[Records excerpted from a collection]
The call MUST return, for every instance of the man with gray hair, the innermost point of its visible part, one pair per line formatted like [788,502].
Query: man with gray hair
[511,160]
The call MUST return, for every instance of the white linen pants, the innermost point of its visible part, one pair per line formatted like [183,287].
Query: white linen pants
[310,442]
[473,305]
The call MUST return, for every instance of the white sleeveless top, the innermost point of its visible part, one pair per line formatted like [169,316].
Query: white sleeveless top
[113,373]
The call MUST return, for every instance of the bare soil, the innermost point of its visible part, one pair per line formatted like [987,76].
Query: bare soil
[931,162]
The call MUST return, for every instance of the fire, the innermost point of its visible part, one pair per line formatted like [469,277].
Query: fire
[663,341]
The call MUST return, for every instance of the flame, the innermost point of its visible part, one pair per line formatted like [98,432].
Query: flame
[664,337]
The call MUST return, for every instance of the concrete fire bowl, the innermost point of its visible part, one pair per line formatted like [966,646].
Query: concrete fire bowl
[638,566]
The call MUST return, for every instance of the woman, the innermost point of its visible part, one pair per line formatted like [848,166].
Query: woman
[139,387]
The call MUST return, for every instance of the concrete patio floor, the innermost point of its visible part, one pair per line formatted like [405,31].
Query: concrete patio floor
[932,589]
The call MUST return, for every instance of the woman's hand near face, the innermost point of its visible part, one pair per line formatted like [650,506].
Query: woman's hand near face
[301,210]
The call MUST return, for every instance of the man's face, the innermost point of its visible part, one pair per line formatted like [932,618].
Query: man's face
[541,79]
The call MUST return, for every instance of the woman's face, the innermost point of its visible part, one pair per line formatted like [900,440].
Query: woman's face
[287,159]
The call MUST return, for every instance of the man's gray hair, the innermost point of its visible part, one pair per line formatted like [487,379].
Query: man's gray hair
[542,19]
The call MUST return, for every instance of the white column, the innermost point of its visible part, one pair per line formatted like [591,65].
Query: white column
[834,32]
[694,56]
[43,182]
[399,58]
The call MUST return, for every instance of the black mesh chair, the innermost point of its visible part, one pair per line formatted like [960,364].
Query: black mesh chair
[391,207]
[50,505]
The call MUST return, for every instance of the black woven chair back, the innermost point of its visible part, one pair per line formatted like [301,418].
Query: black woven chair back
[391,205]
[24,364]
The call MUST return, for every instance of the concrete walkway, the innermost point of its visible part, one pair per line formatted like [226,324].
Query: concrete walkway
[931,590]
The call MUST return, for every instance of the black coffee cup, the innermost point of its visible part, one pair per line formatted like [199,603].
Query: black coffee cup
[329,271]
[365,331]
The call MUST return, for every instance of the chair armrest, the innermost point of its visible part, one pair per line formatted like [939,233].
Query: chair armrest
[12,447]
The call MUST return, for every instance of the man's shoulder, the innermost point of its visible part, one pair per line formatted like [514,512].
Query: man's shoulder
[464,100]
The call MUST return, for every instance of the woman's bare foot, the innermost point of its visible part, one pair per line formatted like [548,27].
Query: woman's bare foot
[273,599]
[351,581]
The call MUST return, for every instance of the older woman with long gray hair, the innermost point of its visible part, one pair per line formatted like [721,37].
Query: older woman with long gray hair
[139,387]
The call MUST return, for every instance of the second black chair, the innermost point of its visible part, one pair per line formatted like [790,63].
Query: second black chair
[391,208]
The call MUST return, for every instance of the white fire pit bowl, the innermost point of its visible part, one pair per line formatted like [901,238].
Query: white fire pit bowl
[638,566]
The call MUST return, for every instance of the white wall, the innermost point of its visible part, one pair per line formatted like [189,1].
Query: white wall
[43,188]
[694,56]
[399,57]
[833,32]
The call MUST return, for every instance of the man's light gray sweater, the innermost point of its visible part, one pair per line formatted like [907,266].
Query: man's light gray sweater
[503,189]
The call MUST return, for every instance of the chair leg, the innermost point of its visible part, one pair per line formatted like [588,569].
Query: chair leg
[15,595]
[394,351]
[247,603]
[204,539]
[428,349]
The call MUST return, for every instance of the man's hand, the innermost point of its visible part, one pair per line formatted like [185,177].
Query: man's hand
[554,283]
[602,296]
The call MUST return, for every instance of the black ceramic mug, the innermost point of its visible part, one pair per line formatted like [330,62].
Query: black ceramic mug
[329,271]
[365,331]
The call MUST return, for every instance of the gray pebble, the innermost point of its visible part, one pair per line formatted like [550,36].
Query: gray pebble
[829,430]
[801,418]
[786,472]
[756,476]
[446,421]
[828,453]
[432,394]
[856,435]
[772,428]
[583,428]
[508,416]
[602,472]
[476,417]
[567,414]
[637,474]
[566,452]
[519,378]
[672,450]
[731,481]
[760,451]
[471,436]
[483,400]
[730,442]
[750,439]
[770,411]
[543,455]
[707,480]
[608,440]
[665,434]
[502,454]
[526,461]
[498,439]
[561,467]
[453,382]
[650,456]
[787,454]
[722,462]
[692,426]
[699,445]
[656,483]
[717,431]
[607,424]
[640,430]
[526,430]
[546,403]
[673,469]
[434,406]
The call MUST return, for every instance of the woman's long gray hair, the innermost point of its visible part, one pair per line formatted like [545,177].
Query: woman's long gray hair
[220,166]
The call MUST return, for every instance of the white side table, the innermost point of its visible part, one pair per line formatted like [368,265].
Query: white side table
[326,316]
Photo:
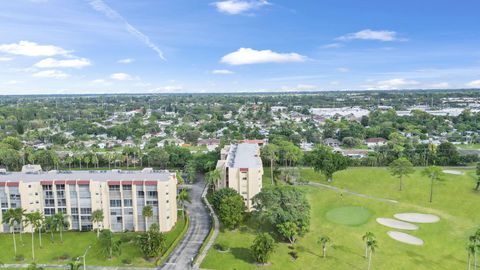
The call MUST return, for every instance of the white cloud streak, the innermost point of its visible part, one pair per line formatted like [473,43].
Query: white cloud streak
[222,72]
[235,7]
[51,73]
[474,84]
[102,7]
[246,56]
[69,63]
[28,48]
[368,34]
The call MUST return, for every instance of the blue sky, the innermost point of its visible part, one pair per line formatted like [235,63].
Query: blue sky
[160,46]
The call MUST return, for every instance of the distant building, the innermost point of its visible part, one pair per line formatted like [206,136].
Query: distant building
[334,143]
[241,168]
[121,195]
[375,142]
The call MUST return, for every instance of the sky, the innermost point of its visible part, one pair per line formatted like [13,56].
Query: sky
[196,46]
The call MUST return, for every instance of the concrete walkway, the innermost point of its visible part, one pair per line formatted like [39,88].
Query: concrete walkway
[181,258]
[340,190]
[215,231]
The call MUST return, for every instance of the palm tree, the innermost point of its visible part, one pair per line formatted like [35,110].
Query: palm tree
[9,218]
[75,264]
[19,220]
[51,225]
[97,217]
[183,197]
[213,177]
[62,223]
[33,220]
[34,266]
[325,240]
[367,237]
[472,249]
[400,168]
[372,246]
[435,174]
[147,213]
[270,152]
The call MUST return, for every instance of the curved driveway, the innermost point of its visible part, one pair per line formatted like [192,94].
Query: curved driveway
[187,249]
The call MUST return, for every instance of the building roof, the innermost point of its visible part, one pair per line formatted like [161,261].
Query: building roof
[244,155]
[104,176]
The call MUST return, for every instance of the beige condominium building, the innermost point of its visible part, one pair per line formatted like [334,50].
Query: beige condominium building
[121,195]
[241,168]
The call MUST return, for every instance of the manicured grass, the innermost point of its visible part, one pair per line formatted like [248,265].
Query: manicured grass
[349,215]
[472,146]
[74,245]
[454,201]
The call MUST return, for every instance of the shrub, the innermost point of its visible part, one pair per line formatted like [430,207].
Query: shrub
[19,258]
[127,261]
[63,257]
[294,254]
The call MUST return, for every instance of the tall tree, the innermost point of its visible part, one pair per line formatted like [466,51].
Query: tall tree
[324,160]
[372,246]
[270,153]
[107,244]
[325,240]
[147,213]
[51,226]
[97,217]
[183,197]
[262,248]
[368,236]
[477,187]
[33,220]
[213,177]
[435,174]
[10,220]
[400,168]
[62,223]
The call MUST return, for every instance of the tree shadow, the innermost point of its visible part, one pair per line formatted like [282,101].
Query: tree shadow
[242,254]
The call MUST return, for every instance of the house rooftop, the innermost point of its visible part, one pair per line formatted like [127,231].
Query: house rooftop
[244,155]
[147,174]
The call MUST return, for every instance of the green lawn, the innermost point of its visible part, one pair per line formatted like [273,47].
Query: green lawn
[471,146]
[74,244]
[445,241]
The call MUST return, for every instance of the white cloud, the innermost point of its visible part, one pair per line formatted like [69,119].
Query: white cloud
[51,73]
[474,84]
[332,46]
[441,85]
[101,6]
[222,71]
[234,7]
[69,63]
[125,61]
[368,34]
[391,84]
[27,48]
[245,56]
[121,76]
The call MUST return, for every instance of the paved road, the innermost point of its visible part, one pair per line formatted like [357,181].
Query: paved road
[198,230]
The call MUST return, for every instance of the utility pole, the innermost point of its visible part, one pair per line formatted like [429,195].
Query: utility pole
[84,255]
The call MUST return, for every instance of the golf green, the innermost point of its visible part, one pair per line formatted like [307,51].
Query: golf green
[349,215]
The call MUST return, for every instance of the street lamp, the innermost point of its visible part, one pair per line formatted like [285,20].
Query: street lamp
[84,255]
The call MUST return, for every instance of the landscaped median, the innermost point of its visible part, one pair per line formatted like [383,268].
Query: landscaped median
[75,243]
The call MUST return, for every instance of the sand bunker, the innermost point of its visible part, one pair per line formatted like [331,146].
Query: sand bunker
[453,172]
[396,224]
[417,218]
[405,238]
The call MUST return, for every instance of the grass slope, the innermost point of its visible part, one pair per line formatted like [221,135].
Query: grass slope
[444,249]
[74,244]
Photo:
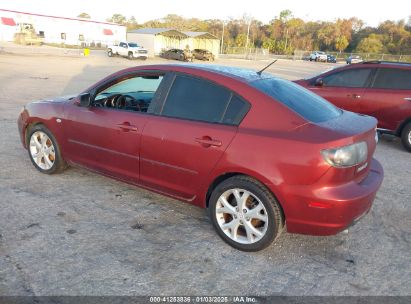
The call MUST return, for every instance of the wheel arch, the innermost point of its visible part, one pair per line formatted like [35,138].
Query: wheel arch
[224,176]
[29,126]
[402,126]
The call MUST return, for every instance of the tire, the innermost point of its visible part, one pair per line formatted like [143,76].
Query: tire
[259,222]
[406,137]
[40,141]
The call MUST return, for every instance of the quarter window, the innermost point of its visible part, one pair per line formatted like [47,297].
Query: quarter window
[196,99]
[353,78]
[395,79]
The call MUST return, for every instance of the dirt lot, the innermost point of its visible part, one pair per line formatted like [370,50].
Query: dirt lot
[79,233]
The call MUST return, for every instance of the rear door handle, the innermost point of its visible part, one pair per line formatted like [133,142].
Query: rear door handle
[355,96]
[207,141]
[126,127]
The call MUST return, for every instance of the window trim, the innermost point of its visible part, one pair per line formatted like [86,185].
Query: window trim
[367,82]
[220,122]
[124,76]
[377,71]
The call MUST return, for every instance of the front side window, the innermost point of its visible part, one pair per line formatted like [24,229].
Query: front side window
[395,79]
[353,78]
[307,104]
[132,94]
[196,99]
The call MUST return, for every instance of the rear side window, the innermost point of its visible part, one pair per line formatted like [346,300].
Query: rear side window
[236,110]
[396,79]
[196,99]
[353,78]
[309,105]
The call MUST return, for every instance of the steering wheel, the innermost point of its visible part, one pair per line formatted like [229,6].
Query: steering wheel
[127,101]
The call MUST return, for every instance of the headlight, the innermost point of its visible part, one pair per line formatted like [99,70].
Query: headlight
[347,156]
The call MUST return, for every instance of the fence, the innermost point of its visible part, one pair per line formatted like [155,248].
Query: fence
[245,53]
[264,54]
[304,55]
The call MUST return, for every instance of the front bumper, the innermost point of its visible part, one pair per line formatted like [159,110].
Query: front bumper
[331,209]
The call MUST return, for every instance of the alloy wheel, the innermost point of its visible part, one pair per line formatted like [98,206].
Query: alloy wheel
[42,150]
[241,216]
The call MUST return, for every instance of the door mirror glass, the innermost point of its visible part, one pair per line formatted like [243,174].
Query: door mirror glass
[319,82]
[85,100]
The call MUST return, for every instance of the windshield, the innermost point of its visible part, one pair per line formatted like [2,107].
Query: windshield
[309,105]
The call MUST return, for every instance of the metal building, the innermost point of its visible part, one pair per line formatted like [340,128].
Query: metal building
[155,40]
[55,29]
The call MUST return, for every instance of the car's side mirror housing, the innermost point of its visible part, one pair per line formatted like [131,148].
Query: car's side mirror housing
[319,82]
[85,100]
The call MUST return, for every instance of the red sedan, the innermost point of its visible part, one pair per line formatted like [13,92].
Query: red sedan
[259,152]
[376,88]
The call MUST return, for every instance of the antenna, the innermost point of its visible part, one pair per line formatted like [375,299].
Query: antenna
[259,72]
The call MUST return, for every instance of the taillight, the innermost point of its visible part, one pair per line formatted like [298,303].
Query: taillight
[347,156]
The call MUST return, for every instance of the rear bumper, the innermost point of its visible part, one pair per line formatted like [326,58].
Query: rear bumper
[332,209]
[22,124]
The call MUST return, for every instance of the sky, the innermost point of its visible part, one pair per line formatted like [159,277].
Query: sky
[372,12]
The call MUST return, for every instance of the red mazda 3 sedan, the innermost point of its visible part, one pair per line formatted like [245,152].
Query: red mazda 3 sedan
[259,152]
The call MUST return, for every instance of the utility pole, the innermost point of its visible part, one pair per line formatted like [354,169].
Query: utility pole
[222,39]
[248,37]
[248,33]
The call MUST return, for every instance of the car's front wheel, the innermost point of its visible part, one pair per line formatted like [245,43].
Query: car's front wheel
[44,150]
[406,137]
[245,214]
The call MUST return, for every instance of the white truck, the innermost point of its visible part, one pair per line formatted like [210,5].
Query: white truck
[130,50]
[318,56]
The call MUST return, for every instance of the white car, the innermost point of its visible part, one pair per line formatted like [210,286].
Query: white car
[130,50]
[318,56]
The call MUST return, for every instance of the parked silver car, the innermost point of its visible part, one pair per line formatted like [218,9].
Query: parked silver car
[353,59]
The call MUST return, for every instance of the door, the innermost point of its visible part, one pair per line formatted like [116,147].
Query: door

▶ _Work instructions_
Your answer should be the exact lines above from the one with "The call MUST return, for every instance of the blue" through the one with "formatted like [39,88].", both included, and nothing besides.

▶ _Response area_
The call MUST return, for every instance of the blue sky, the innermost point of its visible part, one pair per line formatted like [235,63].
Query: blue sky
[160,46]
The call MUST return, for every instance of the distant building, the innermost point of its visible part, one pair per line formatted like [206,136].
Query: distant building
[334,143]
[241,168]
[121,195]
[375,142]
The call MUST return, for every instance of the sky, the innermost point of its visible part, one pair per line formatted like [13,56].
Query: sky
[196,46]
The call MUST return, for every instance of the concrete walkway, the innermost point of its visible part, one pair per line formatted like [39,88].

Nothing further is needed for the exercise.